PROBLEM TO WORK ON:
What is needed here is a faithful repeat of every entry, with no character changed.

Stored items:
■ ■ ■ ■
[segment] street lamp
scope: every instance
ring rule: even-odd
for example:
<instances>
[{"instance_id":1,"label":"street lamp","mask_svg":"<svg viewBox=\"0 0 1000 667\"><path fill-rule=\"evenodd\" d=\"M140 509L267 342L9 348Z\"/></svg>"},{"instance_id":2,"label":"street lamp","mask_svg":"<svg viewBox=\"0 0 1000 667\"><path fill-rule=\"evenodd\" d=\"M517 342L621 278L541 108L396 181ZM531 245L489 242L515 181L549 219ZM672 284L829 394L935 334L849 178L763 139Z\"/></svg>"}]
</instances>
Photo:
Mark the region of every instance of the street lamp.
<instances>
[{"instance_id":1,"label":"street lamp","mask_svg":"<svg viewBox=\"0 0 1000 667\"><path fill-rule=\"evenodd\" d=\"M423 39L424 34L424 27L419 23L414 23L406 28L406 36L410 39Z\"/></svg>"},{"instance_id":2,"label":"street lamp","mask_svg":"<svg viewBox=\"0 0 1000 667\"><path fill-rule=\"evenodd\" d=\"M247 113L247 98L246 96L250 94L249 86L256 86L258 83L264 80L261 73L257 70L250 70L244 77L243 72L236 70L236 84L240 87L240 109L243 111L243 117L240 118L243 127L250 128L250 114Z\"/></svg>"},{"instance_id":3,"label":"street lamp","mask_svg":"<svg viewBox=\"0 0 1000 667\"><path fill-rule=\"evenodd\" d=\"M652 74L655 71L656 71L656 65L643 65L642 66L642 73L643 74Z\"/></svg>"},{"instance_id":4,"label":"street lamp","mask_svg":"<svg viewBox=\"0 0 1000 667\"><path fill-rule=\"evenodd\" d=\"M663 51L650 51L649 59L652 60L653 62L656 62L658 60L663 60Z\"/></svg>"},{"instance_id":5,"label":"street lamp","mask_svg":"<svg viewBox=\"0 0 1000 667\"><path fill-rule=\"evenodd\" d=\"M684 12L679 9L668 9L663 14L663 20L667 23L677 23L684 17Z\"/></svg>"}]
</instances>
■ ■ ■ ■
ANSWER TO THE PROBLEM:
[segment] street lamp
scope: every instance
ring rule: even-odd
for example:
<instances>
[{"instance_id":1,"label":"street lamp","mask_svg":"<svg viewBox=\"0 0 1000 667\"><path fill-rule=\"evenodd\" d=\"M140 509L267 342L9 348Z\"/></svg>"},{"instance_id":2,"label":"street lamp","mask_svg":"<svg viewBox=\"0 0 1000 667\"><path fill-rule=\"evenodd\" d=\"M517 342L621 278L541 108L396 181ZM531 245L489 242L515 181L549 219ZM672 284L829 394L935 334L849 178L763 139Z\"/></svg>"}]
</instances>
Photo:
Mark the region of every instance of the street lamp.
<instances>
[{"instance_id":1,"label":"street lamp","mask_svg":"<svg viewBox=\"0 0 1000 667\"><path fill-rule=\"evenodd\" d=\"M423 39L424 34L424 27L419 23L414 23L406 28L406 36L410 39Z\"/></svg>"},{"instance_id":2,"label":"street lamp","mask_svg":"<svg viewBox=\"0 0 1000 667\"><path fill-rule=\"evenodd\" d=\"M247 113L247 98L246 96L250 94L249 86L256 86L258 83L264 80L261 73L257 70L250 70L244 77L243 72L236 70L236 84L240 87L240 109L243 111L243 117L240 118L243 127L250 128L250 114Z\"/></svg>"},{"instance_id":3,"label":"street lamp","mask_svg":"<svg viewBox=\"0 0 1000 667\"><path fill-rule=\"evenodd\" d=\"M652 74L655 71L656 71L656 65L643 65L642 66L642 73L643 74Z\"/></svg>"},{"instance_id":4,"label":"street lamp","mask_svg":"<svg viewBox=\"0 0 1000 667\"><path fill-rule=\"evenodd\" d=\"M663 51L650 51L649 59L652 60L653 62L656 62L658 60L663 60Z\"/></svg>"},{"instance_id":5,"label":"street lamp","mask_svg":"<svg viewBox=\"0 0 1000 667\"><path fill-rule=\"evenodd\" d=\"M684 12L679 9L668 9L663 14L663 20L667 23L677 23L684 17Z\"/></svg>"}]
</instances>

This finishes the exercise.